[Problem to work on]: Would you please repeat all of the data exactly, omitting the pictures?

[Region pointing data]:
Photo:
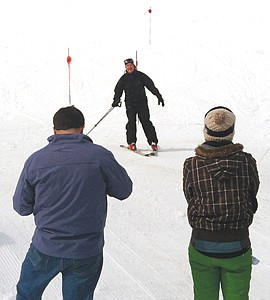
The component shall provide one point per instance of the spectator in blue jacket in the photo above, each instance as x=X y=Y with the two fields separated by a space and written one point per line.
x=65 y=186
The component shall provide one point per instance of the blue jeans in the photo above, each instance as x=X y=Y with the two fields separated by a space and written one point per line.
x=79 y=276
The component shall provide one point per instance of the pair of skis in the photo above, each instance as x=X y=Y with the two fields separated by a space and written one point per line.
x=141 y=152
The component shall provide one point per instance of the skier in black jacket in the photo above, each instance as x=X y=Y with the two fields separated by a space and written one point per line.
x=133 y=82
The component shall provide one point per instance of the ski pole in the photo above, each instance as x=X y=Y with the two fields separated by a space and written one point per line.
x=101 y=119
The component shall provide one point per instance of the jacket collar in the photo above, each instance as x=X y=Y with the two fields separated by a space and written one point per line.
x=208 y=150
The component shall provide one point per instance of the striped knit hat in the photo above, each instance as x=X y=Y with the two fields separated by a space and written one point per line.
x=219 y=124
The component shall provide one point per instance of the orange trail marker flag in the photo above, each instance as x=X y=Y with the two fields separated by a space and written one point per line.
x=150 y=12
x=69 y=61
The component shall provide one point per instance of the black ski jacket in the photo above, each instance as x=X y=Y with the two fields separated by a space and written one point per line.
x=134 y=86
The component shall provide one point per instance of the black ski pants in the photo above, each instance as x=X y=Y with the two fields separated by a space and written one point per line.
x=144 y=117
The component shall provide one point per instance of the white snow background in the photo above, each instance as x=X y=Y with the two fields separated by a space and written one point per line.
x=200 y=54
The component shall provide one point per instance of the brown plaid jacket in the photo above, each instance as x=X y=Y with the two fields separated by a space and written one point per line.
x=220 y=184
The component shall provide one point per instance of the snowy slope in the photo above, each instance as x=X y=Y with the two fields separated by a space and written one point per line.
x=202 y=54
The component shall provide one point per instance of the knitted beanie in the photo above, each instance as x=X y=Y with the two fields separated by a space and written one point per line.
x=219 y=124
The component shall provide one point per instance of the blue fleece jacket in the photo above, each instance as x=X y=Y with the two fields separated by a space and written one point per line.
x=65 y=185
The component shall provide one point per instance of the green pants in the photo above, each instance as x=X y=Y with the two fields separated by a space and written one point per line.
x=233 y=274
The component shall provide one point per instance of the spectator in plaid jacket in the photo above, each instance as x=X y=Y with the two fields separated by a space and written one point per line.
x=220 y=184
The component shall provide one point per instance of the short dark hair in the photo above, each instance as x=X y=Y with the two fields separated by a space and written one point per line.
x=67 y=118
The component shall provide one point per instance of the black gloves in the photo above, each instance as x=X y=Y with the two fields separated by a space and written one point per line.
x=116 y=102
x=160 y=101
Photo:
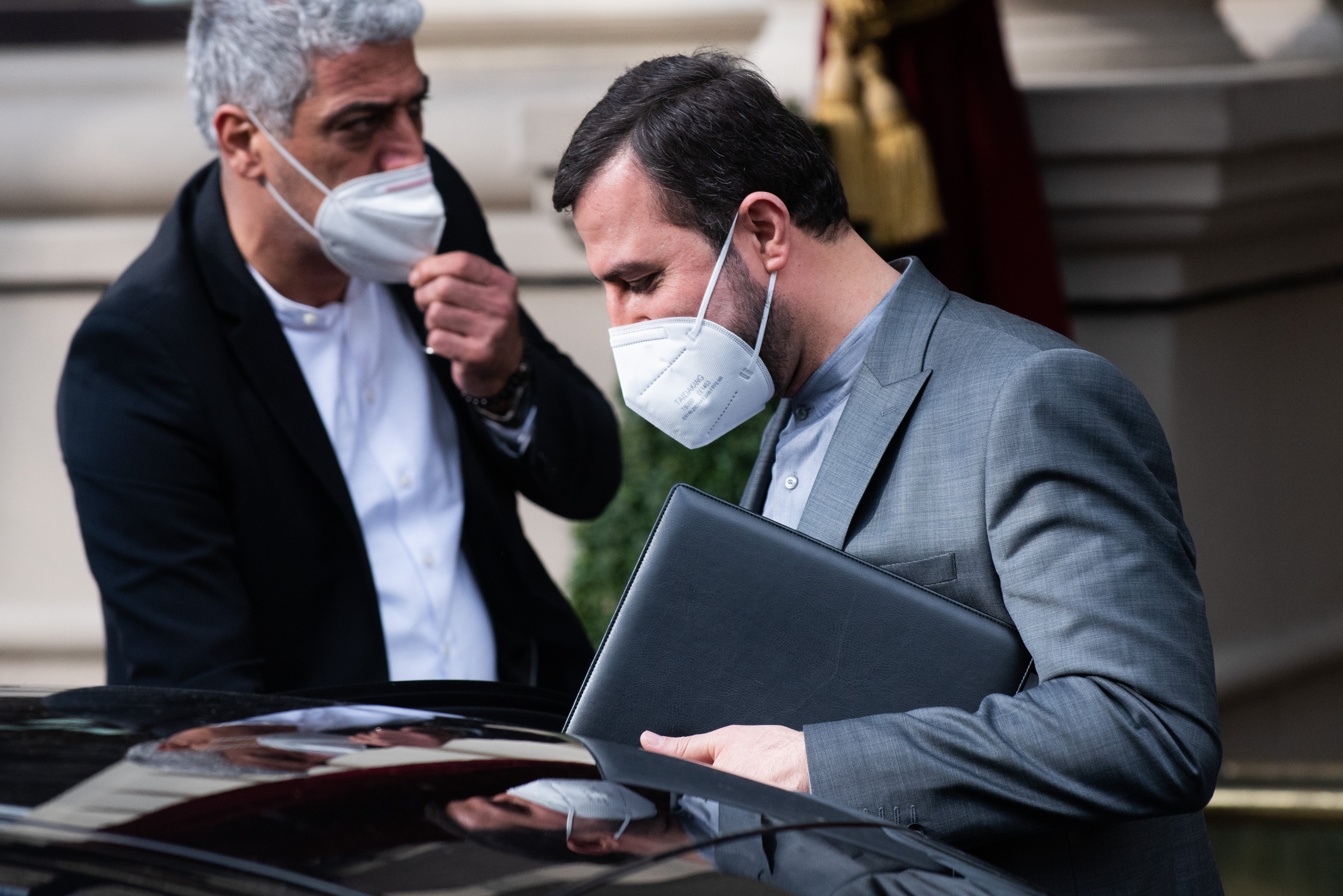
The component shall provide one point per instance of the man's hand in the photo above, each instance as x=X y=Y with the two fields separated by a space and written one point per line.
x=770 y=754
x=471 y=312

[Solution below]:
Photo:
The component shall provide one point per instance of the spectator in blue jacket in the photo above, each instance as x=X y=Y with the two fields separated by a space and written one point per line.
x=65 y=186
The component shall provide one point per instance of the blue jeans in the photo above, each instance as x=X y=Y with the two fields separated by a space and written one point per line.
x=79 y=276
The component shall provide one point per instance of the pair of skis in the photo above, each instance as x=X y=Y with the two fields separated by a space and written one point per line.
x=141 y=152
The component shall provide one point per instance of the skier in black jacket in the photo above, each instance as x=X y=Y with the two fields separated by a space and written one point per line.
x=133 y=82
The component shall provide one point per instance of the ski pole in the photo above, each instance as x=X y=Y with the two fields separated by a space and written one point per line.
x=101 y=119
The component shall provide one point per instance of the jacket collar in the photo above, each instance as x=X y=Y with the two fields separated by a space and written one point per line.
x=208 y=150
The component shall provide one point per instance of the striped knit hat in the photo above, each instance as x=X y=Y with the two fields separated by a space and written one point per line.
x=219 y=124
The component shall provide one point per instance of the orange trail marker flag in the photo above, each instance as x=X y=Y with the two fields separated by a space and written one point per line.
x=150 y=12
x=69 y=61
The component shall provide one point per instance of the black ski jacket in the photo above, each instance as x=X y=Y with the two fields separated by a space and written one point per line.
x=134 y=86
The component shall provide one point per instance of the black ski pants in the photo above, each instance as x=X y=Y with the two fields separated by a space and written one point per line.
x=144 y=117
The component shall provide one point per instance of the white snow background in the photo above, each instance as x=X y=Y with the two fields separated by a space and written one point per line.
x=200 y=54
The component shall provide one point per instance of the brown plaid jacket in the photo above, each instance as x=X y=Y with the two fields separated by a space and written one point per line.
x=220 y=184
The component shall provide one point per instance of the snowy slope in the photo above, each instance as x=X y=Y with the two fields separated by a space and written one point per line.
x=202 y=54
The component shall provide one point per instance of the knitted beanie in the photo above, each instance as x=X y=Y with the two fields separated by a space and written one point per line.
x=219 y=124
The component shall provide one point per instance of the blue fleece jacket in the photo above, each instance as x=X y=Y with the two fields separated by a space and written one point per line.
x=65 y=185
The component shall provide one point per instance of the green pants in the photo above, each instance as x=X y=Y with the two fields separated by a space and written one point per line.
x=233 y=274
The component shall provide one point per instance of the spectator in plaid jacket in the photo above, each instance as x=X y=Y with the two fields separated by a space and written one point per line.
x=220 y=184
The component shall provide one point per instance of the short dark hair in the photo above, each instance as x=X y=Y with the two fields separated by a space and written one point per line.
x=67 y=118
The component shall provide one point per instance of the black gloves in the photo above, each instance as x=X y=Y with the two fields separated by a space and written one point per line.
x=116 y=102
x=160 y=101
Photo:
The component shall provide one point per instance of the man's hand in the photo above, each instance as x=X y=Y with the two fields separated by a space and written one point per line.
x=770 y=754
x=471 y=312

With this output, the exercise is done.